### [The problem]
How many lines in the data below contain the string "query" with the same capitalization? Give only the number.

[Location identification entries]
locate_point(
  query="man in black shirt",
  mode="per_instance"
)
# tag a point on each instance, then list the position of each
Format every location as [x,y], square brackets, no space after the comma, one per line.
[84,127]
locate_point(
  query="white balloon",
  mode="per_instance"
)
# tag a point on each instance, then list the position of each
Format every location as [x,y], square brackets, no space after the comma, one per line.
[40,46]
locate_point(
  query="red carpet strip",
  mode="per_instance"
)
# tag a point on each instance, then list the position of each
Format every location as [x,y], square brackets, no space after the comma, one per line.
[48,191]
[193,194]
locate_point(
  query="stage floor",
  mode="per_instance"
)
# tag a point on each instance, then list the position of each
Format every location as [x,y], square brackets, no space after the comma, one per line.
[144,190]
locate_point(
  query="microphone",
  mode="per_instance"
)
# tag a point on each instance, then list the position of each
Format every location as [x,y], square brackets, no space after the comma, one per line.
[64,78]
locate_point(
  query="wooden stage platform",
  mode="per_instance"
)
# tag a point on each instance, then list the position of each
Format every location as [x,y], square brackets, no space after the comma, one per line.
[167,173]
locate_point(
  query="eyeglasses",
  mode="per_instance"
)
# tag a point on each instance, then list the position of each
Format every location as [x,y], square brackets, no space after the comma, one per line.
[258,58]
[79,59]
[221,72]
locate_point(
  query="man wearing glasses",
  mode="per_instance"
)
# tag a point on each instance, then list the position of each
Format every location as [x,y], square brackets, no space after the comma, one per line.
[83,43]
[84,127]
==
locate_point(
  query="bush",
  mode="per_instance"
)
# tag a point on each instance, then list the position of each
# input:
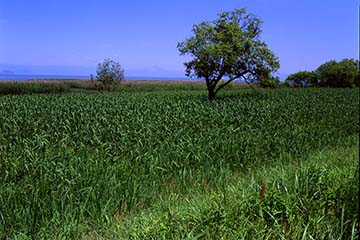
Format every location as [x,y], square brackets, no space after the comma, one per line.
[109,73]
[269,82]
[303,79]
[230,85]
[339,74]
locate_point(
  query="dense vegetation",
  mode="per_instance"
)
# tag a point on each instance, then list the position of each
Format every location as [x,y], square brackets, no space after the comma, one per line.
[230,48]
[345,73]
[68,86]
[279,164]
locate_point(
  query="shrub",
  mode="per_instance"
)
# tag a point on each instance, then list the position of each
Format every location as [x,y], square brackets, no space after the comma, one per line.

### [Full response]
11